**Task details**
The entries are to be returned exactly, with images left out.

**Entries shown**
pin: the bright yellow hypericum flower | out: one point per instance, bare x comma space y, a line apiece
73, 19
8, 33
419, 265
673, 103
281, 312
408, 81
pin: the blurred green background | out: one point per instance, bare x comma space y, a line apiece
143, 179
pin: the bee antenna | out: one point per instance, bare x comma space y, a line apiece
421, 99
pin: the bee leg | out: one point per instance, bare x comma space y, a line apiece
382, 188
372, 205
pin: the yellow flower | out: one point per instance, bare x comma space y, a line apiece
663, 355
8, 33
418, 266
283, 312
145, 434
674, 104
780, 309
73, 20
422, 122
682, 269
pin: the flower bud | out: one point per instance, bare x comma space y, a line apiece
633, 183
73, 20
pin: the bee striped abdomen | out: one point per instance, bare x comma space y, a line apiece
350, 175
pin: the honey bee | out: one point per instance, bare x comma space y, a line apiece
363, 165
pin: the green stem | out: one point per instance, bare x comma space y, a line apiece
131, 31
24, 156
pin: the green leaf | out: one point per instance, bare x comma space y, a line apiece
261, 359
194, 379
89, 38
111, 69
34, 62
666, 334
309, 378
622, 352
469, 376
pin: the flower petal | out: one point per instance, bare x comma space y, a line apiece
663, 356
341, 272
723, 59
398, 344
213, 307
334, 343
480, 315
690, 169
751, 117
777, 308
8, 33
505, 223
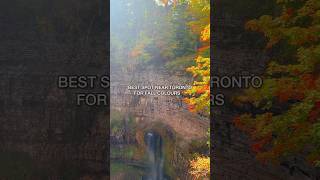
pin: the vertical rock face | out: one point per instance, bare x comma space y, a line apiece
236, 52
38, 120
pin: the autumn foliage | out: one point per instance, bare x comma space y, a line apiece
288, 122
199, 96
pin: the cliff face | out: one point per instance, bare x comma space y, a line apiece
237, 51
42, 129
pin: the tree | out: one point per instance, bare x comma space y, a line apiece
289, 101
199, 95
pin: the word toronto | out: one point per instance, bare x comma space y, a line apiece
158, 90
229, 82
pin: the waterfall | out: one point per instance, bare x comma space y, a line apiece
155, 156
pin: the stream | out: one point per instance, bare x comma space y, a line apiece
155, 157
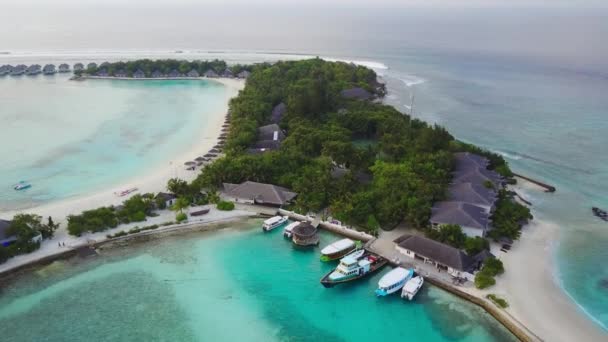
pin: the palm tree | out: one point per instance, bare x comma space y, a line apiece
180, 204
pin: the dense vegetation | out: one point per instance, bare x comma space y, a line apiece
164, 66
508, 217
453, 235
26, 227
396, 176
485, 277
134, 209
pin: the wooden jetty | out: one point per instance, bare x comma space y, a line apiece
547, 187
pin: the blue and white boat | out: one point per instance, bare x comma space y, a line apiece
274, 222
393, 281
412, 287
22, 185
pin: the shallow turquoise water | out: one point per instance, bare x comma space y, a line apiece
71, 138
231, 285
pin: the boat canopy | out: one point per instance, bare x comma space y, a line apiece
394, 276
412, 285
338, 246
273, 220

**Completed exercise**
pin: the bright yellow hypericum flower | out: one point per instance, bare x comma space y, a line apiece
73, 19
8, 33
419, 265
673, 103
281, 312
408, 81
pin: the blurred green background | out: one point per instance, bare x comma space y, a line apiece
143, 179
pin: the bee antenna | out: one point per instance, bare x comma space y, a line apiece
421, 99
pin: the bee leg | out: one point per instance, bare x comma space y, a line apiece
382, 188
372, 205
pin: the yellow flower | out: one point per instance, bare x comma space y, a line apiece
663, 355
8, 33
418, 266
283, 312
145, 434
674, 104
780, 309
73, 20
422, 122
682, 269
pin: the flower bud | out: one point per instance, bare x comma space y, a line apiece
633, 183
73, 20
pin: the bee striped abdomen | out: one point per instance, bare x comma space y, a line apiece
350, 175
pin: the honey bee | out: one point per instance, bare x comma space y, a line apiece
363, 165
pin: the green stem | out: one point per instance, bare x comma space y, a line apiece
131, 31
24, 156
pin: the green leaf | out: one point per instance, bare x comma space y, a line apiece
261, 359
194, 379
89, 38
111, 69
34, 62
666, 334
309, 378
622, 352
469, 376
pin: the flower petal | out: one point per instance, bare x comma space y, a line apiece
663, 356
341, 272
723, 59
398, 344
213, 307
334, 343
480, 315
690, 169
751, 117
777, 308
8, 33
505, 223
pin: the vertical rock face | out: one point per instance, bare x comma space y, a line apiece
236, 52
38, 120
pin: the autumn foliage | out: one point per instance, bare x comma space y, a line apiece
288, 122
199, 96
pin: the cliff face | out: one point per instance, bare x comma space y, a line apiece
237, 51
42, 129
pin: the tree | out: one point per instance, bare x comma space y, a line apiece
289, 101
199, 95
pin: the word toronto | out: one point per instance, bare x comma space y, a line apiece
158, 90
229, 82
pin: the waterfall | out: one point per instance, bare x comma space y, a line apiece
155, 156
pin: the stream | out: one point per instance, bare x comma space y, a line apiece
155, 157
pin: the palm tree | out: one point per instance, bare x comma space y, a line apiece
180, 204
pin: the dense vegetation | out: one point per instance, bare x comma space y, a line apiece
164, 66
508, 217
453, 235
26, 227
396, 176
485, 277
134, 209
pin: the wooden jetty | out: one point per instance, bare x comma space y, a line apiece
547, 187
pin: the blue and white boat | out: one point per instance, bare x comma space y, a line apiece
274, 222
393, 281
412, 287
22, 185
pin: the shallow turquoise water | out: one point per instance, bare x comma space y, a line apiece
71, 138
231, 285
pin: the boat canopy | out: one point per instance, bare x comma space y, a line apiece
394, 276
412, 285
338, 246
273, 220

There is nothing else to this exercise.